• KUTIPAN DOKUMEN
◆ ◆ ◆

Menjadi Tamu Allah
Sungguh kerinduan terbesar seorang muslim adalah bertandang ke rumah Allah. Karenanya ia rela menempuh perjalanan yang sangat jauh, melelahkan, dan biaya yang tidak sedikit, untuk tiba di sana. Namun upaya tersebut tidak selalu berbuah manis, bahkan terkadang kandas.
Seperti yang terjadi saat ini, tatkala harapan yang besar menjadi tamu Allah demikian membuncah, namun kembali kecewa, setelah Kementerian Agama RI secara resmi mengumumkan pembatalan keberangkatan ibadah haji tahun 2021 bagi jamaah Indonesia.
Beragam spekulasi pun muncul di tengah masyarakat, baik tentang keberadaan dana haji, persyaratan vaksin Covid-19, ketiadaan kuota, hubungan diplomatik, hingga asumsi lainnya. Keputusan yang sangat berat ini, akhirnya berujung dengan semakin jauhnya rasa percaya terhadap penguasa.
Meski Menteri Agama telah menjelaskan, bahwa penundaan keberangkatan haji sebab belum ditetapkannya kuota haji oleh pihak Saudi. Sementara berbagai persiapan baru bisa dilakukan setelah mendapat kepastian kuota, seperti penerbangan, pelunasan biaya perjalanan, dokumen, petugas, dan lainnya. Seluruhnya itu membutuhkan waktu yang panjang.
Tak berapa lama setelahnya, Kerajaan Arab Saudi akhirnya mengumumkan secara resmi kebijakan haji 2021. Duta Besar Indonesia untuk Arab Saudi Agus Maftuh Abegebriel pada Sabtu, 12 Juni 2021 mengonfirmasi bahwa tidak ada jamaah haji dari luar Arab Saudi dalam pelaksanaan haji tahun ini.
Dibatasi hanya untuk domestik wilayah Arab Saudi, baik itu warga negara Arab Saudi dan para ekspatriat yang berada di negara itu. Jumlah maksimal hanya 60 ribu jamaah, dengan rentang usia 18 sampai 65 tahun. (Tempo.co, 12/6/2021)
Serupa dengan tahun lalu, hanya warga lokal yang boleh berhaji. Namun ini bukan kali kedua, menurut data The Saudi King Abdul Aziz Foundation for Research and Archives seperti dilansir dari BBC, ibadah haji pernah 40 kali ditiadakan dengan alasan beragam, mulai dari perang sampai wabah penyakit menular.

◆ ◆ ◆

• BARIS YANG DISEDIAKAN
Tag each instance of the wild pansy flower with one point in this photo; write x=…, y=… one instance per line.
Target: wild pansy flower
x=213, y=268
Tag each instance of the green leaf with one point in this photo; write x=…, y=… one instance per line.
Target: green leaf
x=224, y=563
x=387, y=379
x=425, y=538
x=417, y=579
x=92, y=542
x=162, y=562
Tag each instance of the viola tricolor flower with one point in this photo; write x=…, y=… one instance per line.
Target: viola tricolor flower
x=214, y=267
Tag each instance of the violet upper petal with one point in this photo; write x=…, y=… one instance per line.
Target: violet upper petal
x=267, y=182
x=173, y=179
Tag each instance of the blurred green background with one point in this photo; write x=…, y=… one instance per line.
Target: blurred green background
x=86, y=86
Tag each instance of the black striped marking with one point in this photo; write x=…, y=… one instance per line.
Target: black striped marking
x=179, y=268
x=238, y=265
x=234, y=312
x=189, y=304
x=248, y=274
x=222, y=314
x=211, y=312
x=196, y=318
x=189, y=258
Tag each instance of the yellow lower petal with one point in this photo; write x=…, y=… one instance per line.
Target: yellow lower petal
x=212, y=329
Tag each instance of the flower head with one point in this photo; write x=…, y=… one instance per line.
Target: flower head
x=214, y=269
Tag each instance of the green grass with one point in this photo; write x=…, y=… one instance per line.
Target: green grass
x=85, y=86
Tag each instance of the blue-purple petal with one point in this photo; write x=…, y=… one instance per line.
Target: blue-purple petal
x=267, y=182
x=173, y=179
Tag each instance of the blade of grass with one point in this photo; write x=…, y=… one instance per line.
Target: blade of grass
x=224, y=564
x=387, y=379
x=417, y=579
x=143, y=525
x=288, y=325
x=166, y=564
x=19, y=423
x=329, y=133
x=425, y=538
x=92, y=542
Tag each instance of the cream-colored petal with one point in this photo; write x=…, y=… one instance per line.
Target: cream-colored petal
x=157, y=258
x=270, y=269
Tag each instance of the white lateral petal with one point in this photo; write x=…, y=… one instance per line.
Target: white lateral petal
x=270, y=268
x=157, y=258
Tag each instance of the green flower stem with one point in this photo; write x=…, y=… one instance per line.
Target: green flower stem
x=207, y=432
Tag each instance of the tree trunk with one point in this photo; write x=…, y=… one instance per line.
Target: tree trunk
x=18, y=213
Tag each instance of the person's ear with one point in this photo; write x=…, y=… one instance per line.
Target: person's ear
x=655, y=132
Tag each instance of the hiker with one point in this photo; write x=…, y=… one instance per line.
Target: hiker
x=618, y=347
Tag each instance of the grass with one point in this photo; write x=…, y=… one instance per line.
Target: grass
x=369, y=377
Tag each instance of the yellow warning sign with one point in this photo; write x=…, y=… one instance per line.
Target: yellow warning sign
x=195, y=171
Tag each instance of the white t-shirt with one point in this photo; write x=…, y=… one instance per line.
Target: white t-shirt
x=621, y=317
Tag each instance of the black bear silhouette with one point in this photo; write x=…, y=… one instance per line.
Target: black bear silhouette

◆ ◆ ◆

• PERTANYAAN TENTANG MATERI
1: Menurut artikel tentang haji 2021, berapa kali ibadah haji pernah ditiadakan?
2: Lanjutkan artikel tentang haji 2021 mulai dari sesudah kalimat terakhirnya.

• KUNCI JAWABAN
1: Sebanyak 40 kali.

2:
Maka pengumuman dari Kerajaan Arab Saudi sesaat meredam berbagai isu yang berkelindan. Meski demikian, kekhawatiran masih terus menggelayut benak umat. Mereka membutuhkan informasi yang jelas dan transparasi data. Pasalnya jumlah dana haji yang terkumpul saat ini sangat besar.
Dengan rekam jejak negara mengelola urusan umat yang acapkali meresahkan, maka wajar jika rakyat membutuhkan kepastian. Karenanya para pihak yang berwenang dan elemen terkait yang bertanggung jawab, hendaknya duduk bersama, dan menyampaikan secara terbuka, mengurai sengkarut spekulasi yang beredar simpang siur di tengah masyarakat.
Ternyata tidak mudah mengurusi ibadah haji. Dibutuhkan sistem yang apik dan tertata rapi untuk memastikan keberlangsungannya. Sedangkan dunia yang berpijak di atas sekularisme, selalu menafikan peran Allah dalam kehidupan sehari-hari, terlihat gamang mengurusi perkara ibadah. Maka tak heran, pada akhirnya tidak mampu mengakomodir perjalanan haji.
Sementara di sisi lain, pandemi berhasil membuat dunia tak berkutik. Akibat keliru mengantisipasi wabah sejak awal, serta berpaling dari solusi Islam, maka akumulasi masalah pun tak mampu lagi dihindari. Pada gilirannya jamaah haji kembali menelan pil pahit, gagal menjadi tamu Allah untuk yang ke sekian kalinya.